## Problem to solve
Rewrite the part of the data that opens with the line containing "Quality check round. The original labels for car tire" and closes at the end of the data, keeping every line, requests included. In the answers only, multiply each box coordinate by 0.55 and round to a whole number, with halves rounded up.

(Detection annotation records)
▼
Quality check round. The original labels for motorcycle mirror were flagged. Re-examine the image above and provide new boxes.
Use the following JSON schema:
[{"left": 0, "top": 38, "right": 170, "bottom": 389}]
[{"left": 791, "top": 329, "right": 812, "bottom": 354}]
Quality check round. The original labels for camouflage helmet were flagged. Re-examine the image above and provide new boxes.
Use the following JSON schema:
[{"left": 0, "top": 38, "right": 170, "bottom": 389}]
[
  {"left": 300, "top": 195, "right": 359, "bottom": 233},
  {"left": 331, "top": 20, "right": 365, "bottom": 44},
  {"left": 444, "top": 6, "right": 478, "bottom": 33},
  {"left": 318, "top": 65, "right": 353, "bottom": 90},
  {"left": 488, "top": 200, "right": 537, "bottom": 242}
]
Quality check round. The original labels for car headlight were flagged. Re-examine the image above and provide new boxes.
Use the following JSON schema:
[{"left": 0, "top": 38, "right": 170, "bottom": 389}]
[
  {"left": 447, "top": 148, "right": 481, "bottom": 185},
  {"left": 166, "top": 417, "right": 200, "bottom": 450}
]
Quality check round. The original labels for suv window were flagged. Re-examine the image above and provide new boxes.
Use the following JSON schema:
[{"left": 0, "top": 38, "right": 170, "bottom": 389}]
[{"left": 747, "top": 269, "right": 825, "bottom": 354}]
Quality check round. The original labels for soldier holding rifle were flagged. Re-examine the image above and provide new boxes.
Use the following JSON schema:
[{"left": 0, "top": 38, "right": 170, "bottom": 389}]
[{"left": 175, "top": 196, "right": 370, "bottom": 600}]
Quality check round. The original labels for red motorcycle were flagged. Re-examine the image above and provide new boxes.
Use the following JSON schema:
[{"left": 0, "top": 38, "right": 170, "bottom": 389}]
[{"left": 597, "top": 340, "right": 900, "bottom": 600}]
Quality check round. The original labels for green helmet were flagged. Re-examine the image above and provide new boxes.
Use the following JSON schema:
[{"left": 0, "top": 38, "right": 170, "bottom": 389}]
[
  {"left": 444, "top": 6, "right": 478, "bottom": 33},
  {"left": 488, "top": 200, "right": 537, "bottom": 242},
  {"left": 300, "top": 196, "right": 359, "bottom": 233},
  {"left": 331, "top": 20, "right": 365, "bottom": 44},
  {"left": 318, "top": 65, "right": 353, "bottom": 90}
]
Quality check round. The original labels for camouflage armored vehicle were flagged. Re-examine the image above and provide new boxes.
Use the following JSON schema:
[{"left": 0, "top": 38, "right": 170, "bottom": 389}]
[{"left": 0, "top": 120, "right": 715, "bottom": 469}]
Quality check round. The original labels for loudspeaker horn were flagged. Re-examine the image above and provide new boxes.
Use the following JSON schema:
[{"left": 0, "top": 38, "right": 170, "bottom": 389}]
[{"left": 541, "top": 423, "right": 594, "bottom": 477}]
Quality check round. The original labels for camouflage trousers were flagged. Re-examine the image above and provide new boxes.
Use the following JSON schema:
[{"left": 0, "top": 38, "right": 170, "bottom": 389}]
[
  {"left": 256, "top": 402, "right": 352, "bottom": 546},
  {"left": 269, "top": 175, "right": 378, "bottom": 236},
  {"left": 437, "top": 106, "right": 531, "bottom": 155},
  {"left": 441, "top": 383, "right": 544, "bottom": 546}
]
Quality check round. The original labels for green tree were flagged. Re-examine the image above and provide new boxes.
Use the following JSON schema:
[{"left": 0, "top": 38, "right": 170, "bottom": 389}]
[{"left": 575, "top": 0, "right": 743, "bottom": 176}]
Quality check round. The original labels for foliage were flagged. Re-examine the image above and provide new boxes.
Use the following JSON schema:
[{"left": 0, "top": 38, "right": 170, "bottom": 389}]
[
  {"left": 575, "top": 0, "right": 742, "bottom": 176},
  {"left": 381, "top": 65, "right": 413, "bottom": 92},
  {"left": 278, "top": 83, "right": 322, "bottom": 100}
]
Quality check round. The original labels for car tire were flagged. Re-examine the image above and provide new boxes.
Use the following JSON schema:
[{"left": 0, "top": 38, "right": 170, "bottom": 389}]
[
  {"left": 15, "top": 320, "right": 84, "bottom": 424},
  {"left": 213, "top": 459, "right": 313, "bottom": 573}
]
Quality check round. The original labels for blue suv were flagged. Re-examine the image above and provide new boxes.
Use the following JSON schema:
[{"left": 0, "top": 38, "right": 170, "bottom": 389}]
▲
## Final answer
Quality check round. The original labels for car tire were flagged. Re-examine the image above and provide new boxes.
Use the following JSON schema:
[{"left": 0, "top": 38, "right": 170, "bottom": 389}]
[
  {"left": 8, "top": 176, "right": 46, "bottom": 233},
  {"left": 117, "top": 252, "right": 172, "bottom": 315}
]
Quality check round. The original labels for blue suv were flagged. Re-examine the image above and provide new boxes.
Use the following JSON schema:
[{"left": 0, "top": 38, "right": 170, "bottom": 389}]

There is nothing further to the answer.